GIVEN PASSAGE >>
------

Visualising bivariate data

Let's now turn our attention to situations where we don't just have one, but two variables. Most often, we are interested in assessing how these two variables relate to one another. This can be achieved by creating bivariate plots.

Bivariate data can contain a combination of qualitative and quantitative variables. Let's look at these combinations one at a time.

Quantitative variable vs qualitative variable

Sometimes we are interested in understanding how a quantitative variable compares between several levels or groups of a qualitative variable. For example, are protein-coding genes and non-coding RNAs expressed at the same level?

Just plot the points!

Before carrying on let's fix our theme once and for all using theme_set():

my_theme = (
  theme_bw()
  + theme(
    plot.title       = element_text( hjust=0.5, size=16 ),
    panel.grid.minor = element_blank(),
    axis.title.y     = element_text( angle = 0, vjust = 0.5 )
  )
)
theme_set( my_theme )

The simplest way to show this would be just to plot the values:

p = (
    ggplot( mean_expression, aes( x = biotype, y = log_mean_TPM ))
    + geom_point()
    + ylab( "Mean expression (log-TPM)" )
    + xlab( "Gene type" )
    + ggtitle( "Gene expression distribution in GTEx" )
)

Hmm. Not very edifying - we can't really see the distribution of points. We could try jittering them instead by updating to:

    geom_point( position = "jitter" )

But... it's ugly. Let's try something better.

------

WORK TASK >> Continue the passage on visualizing bivariate data, picking up right after its final sentence.

[Collected data entries]

------

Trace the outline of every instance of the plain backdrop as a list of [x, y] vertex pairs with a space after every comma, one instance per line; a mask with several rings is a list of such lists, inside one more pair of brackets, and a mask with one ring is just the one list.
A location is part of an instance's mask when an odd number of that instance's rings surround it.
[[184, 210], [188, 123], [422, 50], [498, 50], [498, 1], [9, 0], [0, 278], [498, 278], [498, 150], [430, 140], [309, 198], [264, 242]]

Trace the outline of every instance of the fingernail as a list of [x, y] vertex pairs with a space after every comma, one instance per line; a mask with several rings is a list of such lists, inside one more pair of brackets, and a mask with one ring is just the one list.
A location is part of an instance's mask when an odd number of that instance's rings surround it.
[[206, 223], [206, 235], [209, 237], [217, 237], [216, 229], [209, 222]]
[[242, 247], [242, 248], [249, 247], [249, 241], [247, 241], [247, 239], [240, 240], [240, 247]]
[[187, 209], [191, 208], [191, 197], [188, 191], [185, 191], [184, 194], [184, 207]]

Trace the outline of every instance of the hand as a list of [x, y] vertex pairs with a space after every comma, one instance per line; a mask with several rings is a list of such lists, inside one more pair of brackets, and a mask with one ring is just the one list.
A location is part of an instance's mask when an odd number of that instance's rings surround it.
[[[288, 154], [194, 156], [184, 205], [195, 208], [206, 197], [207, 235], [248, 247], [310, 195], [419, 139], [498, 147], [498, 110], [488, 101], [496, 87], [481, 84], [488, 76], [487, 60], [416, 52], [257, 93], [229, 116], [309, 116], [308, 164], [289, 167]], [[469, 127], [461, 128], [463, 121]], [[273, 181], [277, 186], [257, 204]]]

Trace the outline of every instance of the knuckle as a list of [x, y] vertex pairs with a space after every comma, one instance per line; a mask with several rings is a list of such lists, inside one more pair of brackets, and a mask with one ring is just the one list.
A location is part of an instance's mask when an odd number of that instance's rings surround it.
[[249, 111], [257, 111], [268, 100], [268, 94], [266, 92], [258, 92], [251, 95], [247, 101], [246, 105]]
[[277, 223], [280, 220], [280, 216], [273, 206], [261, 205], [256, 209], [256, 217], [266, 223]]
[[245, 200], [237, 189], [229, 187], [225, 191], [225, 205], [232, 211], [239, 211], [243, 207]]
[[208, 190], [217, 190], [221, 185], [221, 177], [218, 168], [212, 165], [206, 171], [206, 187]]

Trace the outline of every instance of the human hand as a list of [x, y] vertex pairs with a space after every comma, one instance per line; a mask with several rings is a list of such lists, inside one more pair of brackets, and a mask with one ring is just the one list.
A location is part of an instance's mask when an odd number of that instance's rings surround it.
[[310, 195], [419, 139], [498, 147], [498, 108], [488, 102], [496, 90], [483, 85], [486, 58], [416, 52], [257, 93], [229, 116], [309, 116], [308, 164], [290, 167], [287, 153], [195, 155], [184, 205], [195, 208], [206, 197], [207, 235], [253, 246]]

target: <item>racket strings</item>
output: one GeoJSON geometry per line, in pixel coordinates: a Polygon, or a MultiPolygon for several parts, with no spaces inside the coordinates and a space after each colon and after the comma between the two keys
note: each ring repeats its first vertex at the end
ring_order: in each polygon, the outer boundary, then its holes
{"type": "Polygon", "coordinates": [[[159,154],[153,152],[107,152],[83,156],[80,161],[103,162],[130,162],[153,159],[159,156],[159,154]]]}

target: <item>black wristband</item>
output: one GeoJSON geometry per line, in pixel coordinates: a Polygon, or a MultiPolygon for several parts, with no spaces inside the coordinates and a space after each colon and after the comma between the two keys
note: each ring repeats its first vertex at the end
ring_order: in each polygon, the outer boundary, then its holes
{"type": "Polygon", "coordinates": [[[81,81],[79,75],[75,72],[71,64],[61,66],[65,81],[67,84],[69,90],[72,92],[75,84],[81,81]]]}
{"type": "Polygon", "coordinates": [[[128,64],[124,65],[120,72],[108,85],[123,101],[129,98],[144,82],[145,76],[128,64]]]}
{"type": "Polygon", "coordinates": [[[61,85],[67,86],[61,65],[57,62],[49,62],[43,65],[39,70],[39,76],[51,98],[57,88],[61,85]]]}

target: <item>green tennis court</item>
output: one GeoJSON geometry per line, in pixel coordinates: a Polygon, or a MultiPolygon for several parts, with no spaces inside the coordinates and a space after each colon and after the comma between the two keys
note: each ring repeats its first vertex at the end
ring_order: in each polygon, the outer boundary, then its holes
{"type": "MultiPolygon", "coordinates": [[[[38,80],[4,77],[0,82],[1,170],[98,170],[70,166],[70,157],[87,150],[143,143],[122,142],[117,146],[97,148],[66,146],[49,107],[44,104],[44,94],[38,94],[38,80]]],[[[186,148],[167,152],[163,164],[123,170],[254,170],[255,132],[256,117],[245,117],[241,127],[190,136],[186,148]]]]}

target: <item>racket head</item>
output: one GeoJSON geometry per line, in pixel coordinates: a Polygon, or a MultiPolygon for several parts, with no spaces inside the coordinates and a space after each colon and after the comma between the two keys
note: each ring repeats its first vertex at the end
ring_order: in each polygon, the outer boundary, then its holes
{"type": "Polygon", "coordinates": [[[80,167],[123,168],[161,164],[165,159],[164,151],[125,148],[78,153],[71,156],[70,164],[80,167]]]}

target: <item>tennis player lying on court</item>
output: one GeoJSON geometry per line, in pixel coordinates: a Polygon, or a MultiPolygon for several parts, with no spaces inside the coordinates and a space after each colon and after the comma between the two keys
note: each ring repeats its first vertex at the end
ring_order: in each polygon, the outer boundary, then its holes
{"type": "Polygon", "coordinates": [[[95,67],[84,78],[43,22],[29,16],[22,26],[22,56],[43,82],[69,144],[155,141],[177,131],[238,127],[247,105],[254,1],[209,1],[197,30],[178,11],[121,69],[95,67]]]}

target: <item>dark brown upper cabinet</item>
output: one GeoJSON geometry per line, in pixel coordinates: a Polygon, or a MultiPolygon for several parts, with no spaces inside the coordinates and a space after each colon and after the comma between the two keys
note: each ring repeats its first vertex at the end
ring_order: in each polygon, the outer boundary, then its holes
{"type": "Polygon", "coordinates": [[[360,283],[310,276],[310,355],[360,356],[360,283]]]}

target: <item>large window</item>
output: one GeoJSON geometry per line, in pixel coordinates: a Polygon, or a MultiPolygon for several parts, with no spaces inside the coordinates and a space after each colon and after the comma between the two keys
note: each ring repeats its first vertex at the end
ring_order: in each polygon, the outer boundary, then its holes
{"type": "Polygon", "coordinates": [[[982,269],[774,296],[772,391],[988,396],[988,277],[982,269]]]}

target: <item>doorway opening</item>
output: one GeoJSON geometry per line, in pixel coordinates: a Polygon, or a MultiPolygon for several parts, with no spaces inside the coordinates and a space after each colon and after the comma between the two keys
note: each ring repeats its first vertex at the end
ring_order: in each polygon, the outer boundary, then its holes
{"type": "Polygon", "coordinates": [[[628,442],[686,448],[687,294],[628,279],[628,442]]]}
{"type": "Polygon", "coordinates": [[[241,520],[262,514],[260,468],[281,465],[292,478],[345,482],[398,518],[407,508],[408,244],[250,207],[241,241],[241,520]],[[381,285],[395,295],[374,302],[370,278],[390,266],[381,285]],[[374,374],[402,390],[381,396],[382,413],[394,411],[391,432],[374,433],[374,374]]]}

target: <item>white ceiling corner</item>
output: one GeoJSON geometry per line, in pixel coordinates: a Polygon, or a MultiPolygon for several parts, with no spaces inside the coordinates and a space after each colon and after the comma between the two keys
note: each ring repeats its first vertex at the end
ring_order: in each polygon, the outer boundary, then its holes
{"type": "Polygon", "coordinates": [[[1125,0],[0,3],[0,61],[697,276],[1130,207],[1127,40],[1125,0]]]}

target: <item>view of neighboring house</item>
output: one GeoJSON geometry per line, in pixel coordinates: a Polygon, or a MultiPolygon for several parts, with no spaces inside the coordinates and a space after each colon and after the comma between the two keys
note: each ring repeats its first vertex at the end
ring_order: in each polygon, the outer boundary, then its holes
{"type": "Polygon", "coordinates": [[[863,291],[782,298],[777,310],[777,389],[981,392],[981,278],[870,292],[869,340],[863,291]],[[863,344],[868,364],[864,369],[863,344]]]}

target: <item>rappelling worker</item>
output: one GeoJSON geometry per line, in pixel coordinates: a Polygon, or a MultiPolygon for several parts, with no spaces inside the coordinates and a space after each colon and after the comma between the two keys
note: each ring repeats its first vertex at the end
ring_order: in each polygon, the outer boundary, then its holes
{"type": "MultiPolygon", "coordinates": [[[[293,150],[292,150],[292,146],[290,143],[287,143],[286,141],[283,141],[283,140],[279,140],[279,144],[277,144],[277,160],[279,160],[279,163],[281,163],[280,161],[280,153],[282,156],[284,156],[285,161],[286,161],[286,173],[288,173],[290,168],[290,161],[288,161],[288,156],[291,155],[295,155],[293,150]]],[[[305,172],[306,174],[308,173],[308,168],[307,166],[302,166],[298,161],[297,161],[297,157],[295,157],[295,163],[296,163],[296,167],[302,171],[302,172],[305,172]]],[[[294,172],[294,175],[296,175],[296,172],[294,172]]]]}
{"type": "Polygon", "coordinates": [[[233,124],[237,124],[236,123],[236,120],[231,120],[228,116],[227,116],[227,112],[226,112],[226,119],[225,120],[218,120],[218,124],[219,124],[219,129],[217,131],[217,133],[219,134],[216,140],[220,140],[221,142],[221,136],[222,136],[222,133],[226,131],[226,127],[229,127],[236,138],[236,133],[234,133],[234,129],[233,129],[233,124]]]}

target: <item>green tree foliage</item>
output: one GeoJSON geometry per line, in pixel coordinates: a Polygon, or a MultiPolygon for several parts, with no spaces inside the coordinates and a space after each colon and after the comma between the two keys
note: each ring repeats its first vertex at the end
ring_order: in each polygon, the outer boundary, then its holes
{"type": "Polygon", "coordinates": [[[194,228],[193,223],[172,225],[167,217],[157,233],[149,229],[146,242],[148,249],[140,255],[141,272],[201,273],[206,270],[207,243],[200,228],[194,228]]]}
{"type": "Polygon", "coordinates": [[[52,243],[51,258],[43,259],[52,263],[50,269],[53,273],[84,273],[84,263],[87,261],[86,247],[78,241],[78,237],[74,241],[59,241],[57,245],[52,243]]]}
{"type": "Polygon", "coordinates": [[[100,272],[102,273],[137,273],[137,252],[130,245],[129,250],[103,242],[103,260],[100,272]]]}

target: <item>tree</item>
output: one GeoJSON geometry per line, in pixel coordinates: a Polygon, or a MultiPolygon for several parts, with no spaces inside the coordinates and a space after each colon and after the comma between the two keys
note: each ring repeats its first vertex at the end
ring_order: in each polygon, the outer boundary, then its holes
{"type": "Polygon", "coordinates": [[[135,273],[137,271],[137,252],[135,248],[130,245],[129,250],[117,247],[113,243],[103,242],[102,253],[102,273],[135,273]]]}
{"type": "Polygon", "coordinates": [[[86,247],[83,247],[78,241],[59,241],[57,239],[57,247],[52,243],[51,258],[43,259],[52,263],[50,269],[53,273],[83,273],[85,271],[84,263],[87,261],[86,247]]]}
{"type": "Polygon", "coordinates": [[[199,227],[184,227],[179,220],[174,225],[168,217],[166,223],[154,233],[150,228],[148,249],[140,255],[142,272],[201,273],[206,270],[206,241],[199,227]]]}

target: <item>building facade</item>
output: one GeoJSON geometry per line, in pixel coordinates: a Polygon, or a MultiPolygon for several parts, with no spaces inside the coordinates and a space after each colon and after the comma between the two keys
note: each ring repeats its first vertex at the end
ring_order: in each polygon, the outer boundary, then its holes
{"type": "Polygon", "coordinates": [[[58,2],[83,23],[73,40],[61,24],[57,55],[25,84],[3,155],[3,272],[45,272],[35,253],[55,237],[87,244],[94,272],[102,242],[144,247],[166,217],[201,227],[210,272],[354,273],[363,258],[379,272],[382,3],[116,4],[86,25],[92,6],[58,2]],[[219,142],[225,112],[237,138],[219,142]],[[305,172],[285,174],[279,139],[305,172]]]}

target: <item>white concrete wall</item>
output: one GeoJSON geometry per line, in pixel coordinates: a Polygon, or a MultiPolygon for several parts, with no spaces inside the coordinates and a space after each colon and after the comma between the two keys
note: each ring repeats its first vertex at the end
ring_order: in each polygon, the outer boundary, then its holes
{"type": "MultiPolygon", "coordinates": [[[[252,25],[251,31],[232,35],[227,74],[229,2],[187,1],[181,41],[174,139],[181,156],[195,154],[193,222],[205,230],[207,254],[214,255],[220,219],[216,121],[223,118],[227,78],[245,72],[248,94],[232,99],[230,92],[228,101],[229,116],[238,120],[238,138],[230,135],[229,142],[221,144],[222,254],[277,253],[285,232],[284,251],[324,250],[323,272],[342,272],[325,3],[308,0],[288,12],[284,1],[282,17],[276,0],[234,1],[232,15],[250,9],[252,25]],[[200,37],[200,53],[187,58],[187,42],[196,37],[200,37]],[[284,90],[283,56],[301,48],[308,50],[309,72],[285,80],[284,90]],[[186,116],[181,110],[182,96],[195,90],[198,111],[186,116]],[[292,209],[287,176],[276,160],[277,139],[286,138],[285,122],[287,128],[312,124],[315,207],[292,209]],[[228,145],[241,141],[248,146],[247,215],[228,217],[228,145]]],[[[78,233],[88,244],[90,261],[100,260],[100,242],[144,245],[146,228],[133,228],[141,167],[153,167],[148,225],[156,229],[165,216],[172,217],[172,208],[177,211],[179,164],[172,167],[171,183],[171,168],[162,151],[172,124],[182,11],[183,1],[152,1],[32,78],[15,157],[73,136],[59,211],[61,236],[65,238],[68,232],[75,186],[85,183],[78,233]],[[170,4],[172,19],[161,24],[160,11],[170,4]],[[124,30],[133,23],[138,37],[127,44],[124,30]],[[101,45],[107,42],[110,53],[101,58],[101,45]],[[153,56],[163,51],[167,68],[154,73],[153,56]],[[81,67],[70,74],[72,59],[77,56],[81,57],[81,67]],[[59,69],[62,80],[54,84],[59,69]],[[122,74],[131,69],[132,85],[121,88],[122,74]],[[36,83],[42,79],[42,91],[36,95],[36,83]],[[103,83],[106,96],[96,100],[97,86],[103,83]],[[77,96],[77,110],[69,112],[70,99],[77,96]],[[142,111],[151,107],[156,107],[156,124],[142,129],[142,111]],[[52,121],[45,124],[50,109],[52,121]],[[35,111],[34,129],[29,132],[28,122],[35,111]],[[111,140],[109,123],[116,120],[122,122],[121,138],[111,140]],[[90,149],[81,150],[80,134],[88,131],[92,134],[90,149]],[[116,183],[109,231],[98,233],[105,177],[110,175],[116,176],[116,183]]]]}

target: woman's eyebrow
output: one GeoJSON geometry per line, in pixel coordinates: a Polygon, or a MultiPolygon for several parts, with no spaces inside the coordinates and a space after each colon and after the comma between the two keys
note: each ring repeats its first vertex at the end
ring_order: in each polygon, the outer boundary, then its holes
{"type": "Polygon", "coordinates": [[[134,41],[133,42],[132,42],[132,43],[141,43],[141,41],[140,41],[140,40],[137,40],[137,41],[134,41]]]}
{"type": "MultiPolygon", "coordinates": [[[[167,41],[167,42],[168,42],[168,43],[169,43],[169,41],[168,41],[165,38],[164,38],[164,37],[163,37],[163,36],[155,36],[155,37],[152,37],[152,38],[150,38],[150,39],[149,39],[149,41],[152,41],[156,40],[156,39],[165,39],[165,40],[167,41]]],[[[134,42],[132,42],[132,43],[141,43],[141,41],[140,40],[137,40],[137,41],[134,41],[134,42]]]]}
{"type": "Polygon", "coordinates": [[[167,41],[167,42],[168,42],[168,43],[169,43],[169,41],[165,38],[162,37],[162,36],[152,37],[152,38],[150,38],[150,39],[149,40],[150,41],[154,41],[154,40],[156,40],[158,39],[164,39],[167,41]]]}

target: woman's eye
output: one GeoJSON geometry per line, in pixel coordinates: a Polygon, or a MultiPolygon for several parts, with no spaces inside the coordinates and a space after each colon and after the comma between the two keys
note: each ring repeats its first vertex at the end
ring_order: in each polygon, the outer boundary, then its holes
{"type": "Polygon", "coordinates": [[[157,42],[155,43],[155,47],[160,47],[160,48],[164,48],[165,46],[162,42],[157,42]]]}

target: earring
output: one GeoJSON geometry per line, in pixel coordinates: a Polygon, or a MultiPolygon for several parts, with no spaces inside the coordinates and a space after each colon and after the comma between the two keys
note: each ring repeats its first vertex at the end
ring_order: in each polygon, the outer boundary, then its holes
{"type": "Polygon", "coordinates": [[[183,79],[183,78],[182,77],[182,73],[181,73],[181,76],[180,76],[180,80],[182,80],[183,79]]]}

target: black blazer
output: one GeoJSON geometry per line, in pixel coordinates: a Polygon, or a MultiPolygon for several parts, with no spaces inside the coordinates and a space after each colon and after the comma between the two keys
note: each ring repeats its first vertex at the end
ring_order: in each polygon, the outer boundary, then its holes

------

RESPONSE FOR THIS EXERCISE >>
Boxplots

A widely used tool for this type of question is the box plot. Box plot summarise the data by creating a box which contains the majority of the data points (more specifically, a box that represents the interquartile range). A line is used to indicate the average (median) value, and whiskers extend outside the box to indicate the full range of the data. Individual dots are also typically added to represent points that are very far away from the average value. Let's use boxplots to compare the average expression level of coding and non-coding genes.

To do so, we use ggplot. Note how we are asking ggplot to represent the gene family variable (i.e. coding vs non-coding) in the X axis and the average expression level (log-TPM) in the Y variable. So we can explore, let's create a plot object p with all this info that we can then add layers to:

p = (
    ggplot( mean_expression, aes( x = biotype, y = log_mean_TPM) )
    + ylab( "Mean expression (log-TPM)" )
    + xlab( "Gene type" )
    + ggtitle( "Gene expression distribution in GTEx" )
)

Now we can add a boxplot layer to p:

p + geom_boxplot()

While a plot on its own is not enough to draw any conclusions (we would need a statistical test), this visualisation alone already suggests that non-coding RNAs could be expressed at a lower level compared to coding genes.

Note

To see exactly what is plotted, see the geom_boxplot() documentation. In short:

the box extends across between the 25% and 75% quartile (i.e. 50% of the data is in the box).
the 'whiskers' extend out to the furthest-away points that are no more than 1.5 times the 'interquartile range' from the top/bottom of the box.
Everything else is deemed an 'outlier' and plotted individually.

Of course these visualisation choices are just conventions, but it's a useful summary of the data.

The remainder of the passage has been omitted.